WHAT IS REQUIRED:
Transcribe the lines from the start of the data below through the line with "Target — snowdrift", word for word and nothing more.

DATA LISTING:
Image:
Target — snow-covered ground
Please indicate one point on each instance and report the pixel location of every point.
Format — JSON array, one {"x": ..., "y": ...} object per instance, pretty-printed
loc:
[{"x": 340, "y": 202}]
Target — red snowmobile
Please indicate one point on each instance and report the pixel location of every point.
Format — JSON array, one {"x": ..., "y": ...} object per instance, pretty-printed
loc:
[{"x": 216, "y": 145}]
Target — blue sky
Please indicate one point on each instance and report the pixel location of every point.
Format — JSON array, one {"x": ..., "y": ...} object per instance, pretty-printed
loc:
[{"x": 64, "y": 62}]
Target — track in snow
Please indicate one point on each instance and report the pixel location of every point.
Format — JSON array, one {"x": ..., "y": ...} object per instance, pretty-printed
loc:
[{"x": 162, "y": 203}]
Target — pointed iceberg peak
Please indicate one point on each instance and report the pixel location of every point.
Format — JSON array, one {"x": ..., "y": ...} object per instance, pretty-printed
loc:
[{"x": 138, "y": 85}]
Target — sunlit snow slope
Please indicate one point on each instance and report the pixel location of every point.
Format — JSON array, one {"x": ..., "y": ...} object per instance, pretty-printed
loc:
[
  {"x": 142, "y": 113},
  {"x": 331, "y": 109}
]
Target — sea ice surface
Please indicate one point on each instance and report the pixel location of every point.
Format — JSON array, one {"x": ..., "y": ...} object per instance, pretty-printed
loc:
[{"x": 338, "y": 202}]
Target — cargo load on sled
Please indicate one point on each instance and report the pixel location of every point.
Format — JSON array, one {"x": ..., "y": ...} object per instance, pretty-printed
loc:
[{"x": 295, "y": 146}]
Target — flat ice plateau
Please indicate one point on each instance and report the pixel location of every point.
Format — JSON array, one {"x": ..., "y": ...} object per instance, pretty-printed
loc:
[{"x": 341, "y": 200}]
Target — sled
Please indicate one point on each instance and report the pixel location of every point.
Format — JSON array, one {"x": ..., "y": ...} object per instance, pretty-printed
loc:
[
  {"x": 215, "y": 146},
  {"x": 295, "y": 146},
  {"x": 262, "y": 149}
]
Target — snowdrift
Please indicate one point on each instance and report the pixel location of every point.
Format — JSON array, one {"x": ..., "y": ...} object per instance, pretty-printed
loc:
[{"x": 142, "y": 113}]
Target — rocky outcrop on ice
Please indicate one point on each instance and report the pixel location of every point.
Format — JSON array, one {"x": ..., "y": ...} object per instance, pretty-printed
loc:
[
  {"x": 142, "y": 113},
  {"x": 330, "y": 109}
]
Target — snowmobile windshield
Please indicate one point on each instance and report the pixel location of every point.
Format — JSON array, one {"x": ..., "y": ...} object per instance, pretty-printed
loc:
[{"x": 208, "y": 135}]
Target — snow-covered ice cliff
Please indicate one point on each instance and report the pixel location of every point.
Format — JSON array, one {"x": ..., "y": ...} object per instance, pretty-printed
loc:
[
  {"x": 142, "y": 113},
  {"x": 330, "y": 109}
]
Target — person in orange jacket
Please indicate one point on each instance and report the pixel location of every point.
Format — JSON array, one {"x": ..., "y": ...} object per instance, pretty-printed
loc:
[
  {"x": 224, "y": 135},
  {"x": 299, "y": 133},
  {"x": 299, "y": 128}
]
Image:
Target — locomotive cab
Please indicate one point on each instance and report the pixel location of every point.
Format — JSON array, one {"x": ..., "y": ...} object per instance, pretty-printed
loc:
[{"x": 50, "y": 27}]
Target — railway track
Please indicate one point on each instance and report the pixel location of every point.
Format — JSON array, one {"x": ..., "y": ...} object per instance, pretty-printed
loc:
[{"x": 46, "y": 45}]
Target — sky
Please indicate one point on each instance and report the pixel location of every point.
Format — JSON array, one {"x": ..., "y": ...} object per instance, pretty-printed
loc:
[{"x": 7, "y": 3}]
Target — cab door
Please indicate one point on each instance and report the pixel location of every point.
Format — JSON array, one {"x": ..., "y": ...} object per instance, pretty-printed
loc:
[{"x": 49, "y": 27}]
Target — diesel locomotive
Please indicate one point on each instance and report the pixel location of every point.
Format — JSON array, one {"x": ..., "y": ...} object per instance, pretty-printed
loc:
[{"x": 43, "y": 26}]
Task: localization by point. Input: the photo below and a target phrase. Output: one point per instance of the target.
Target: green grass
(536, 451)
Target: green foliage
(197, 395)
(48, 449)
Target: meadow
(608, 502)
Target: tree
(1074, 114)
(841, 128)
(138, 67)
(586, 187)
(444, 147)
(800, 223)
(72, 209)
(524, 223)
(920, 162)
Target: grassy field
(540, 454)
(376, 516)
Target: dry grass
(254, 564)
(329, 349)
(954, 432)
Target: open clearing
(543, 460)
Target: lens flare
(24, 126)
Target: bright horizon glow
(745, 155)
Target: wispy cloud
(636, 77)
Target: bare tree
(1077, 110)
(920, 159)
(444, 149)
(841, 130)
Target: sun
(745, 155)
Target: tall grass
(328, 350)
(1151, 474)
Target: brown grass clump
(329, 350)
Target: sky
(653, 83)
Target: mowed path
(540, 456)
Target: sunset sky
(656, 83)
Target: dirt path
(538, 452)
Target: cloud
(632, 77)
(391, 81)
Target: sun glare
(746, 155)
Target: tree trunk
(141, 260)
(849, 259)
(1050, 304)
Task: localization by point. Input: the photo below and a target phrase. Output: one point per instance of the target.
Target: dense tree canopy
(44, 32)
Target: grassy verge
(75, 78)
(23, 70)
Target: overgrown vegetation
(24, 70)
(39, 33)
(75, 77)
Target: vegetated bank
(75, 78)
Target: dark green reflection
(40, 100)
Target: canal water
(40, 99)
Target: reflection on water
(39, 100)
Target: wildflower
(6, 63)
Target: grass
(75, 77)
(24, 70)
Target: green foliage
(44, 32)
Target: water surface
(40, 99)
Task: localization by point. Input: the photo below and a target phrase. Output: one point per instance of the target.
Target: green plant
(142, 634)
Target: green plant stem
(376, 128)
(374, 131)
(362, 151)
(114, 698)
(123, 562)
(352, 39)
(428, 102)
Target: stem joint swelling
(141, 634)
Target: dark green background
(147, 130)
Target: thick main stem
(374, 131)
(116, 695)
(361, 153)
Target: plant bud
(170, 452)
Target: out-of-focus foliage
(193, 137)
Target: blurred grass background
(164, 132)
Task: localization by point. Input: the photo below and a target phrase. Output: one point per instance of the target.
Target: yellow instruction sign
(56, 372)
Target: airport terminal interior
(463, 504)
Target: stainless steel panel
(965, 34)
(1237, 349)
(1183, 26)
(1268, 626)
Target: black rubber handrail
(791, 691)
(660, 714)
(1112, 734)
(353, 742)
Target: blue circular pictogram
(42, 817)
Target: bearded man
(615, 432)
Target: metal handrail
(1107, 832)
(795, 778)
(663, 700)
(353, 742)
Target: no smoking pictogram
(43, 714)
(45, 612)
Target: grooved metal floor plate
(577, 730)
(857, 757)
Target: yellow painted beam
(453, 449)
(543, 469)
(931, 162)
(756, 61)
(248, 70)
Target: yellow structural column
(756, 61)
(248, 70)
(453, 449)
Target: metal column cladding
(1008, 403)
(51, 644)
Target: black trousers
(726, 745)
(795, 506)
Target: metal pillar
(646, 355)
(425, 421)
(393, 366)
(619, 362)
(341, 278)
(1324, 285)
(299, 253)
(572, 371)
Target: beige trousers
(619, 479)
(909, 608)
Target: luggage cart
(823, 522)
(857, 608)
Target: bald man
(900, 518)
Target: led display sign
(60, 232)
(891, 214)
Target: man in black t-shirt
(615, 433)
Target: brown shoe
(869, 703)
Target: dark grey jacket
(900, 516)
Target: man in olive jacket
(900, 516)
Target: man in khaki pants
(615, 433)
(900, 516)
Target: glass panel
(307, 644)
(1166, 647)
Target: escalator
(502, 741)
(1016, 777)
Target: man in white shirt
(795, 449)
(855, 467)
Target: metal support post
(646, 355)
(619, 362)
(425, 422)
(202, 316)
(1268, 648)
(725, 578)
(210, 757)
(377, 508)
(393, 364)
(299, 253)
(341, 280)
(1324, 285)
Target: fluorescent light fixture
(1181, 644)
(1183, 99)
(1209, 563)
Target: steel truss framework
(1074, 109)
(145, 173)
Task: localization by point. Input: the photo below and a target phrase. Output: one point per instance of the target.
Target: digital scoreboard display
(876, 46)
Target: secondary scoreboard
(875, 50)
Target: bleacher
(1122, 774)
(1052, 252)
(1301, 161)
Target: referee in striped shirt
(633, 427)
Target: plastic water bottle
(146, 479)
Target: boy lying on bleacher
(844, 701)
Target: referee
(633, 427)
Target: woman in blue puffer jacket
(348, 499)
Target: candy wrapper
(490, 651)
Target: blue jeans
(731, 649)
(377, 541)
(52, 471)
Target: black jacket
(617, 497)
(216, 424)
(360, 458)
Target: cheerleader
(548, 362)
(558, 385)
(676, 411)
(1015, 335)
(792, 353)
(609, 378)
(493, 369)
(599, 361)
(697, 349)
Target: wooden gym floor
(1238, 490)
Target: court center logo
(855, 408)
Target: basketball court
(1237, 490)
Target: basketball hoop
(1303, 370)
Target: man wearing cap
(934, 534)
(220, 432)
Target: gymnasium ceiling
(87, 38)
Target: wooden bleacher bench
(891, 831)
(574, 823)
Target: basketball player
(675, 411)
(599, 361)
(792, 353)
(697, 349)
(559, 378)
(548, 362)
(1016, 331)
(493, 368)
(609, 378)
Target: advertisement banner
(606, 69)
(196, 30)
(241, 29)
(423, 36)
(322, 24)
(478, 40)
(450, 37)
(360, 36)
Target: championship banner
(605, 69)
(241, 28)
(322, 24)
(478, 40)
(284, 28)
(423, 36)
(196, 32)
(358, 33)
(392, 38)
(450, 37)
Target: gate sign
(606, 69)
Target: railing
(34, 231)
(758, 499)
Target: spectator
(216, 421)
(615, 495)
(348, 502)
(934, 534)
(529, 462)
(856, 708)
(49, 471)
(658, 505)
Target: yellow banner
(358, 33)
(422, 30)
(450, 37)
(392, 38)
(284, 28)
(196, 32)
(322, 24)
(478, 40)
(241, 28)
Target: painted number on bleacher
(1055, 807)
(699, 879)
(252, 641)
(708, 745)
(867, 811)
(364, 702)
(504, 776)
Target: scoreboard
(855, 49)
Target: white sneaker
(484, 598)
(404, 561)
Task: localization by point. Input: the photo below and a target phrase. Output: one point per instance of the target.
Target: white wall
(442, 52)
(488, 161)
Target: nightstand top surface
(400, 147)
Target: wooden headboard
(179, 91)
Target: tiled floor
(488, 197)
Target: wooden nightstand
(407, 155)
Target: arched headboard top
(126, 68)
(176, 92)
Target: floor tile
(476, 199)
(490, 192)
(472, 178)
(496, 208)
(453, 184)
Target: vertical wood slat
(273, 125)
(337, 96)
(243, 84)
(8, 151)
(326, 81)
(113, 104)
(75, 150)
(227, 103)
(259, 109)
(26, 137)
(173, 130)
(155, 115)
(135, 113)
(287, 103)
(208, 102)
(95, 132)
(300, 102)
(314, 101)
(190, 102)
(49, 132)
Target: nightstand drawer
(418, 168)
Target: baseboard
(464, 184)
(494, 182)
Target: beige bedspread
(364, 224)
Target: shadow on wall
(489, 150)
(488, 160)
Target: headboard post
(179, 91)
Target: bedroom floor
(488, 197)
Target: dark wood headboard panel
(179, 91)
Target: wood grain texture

EXERCISE OUTPUT:
Image:
Target — snow-covered ground
Please indicate one point on each instance and report the pixel location of every point.
Format — JSON array, one {"x": ..., "y": ...} object per instance, pretty-printed
loc:
[{"x": 340, "y": 202}]
Target — red snowmobile
Please indicate one point on each instance and report the pixel location of every point.
Format — JSON array, one {"x": ..., "y": ...} object per instance, pretty-printed
loc:
[{"x": 216, "y": 145}]
Target — blue sky
Please indicate one point on each instance and report the pixel location of every point.
Format — JSON array, one {"x": ..., "y": ...} object per instance, pretty-printed
loc:
[{"x": 64, "y": 62}]
Target — track in snow
Please indicate one point on each instance and report the pixel location of every point.
Format — JSON array, one {"x": ..., "y": ...} object per instance, pretty-printed
loc:
[{"x": 162, "y": 203}]
Target — pointed iceberg peak
Please indicate one point on each instance and report the pixel location of every point.
Format — JSON array, one {"x": ..., "y": ...} object per instance, pretty-printed
loc:
[{"x": 138, "y": 85}]
Target — sunlit snow slope
Please indicate one point on each instance and report the pixel location of every point.
Format — JSON array, one {"x": ..., "y": ...} object per instance, pretty-printed
loc:
[
  {"x": 142, "y": 113},
  {"x": 331, "y": 109}
]
Target — sea ice surface
Please indicate one point on each instance and report the pixel location of every point.
Format — JSON array, one {"x": ..., "y": ...} object per instance, pretty-printed
loc:
[{"x": 338, "y": 202}]
Target — cargo load on sled
Please indicate one point on each instance and report the pixel location of every point.
Format — JSON array, one {"x": ..., "y": ...} object per instance, pretty-printed
loc:
[{"x": 295, "y": 146}]
Target — flat ice plateau
Please indicate one point on each instance and report the pixel location of every point.
Format — JSON array, one {"x": ..., "y": ...} object per instance, pretty-printed
loc:
[{"x": 341, "y": 200}]
Target — sled
Please indicate one point on each instance and report the pixel location of every point.
Format — JSON array, one {"x": ..., "y": ...} object per instance, pretty-printed
loc:
[
  {"x": 215, "y": 146},
  {"x": 295, "y": 146},
  {"x": 262, "y": 149}
]
Target — snowdrift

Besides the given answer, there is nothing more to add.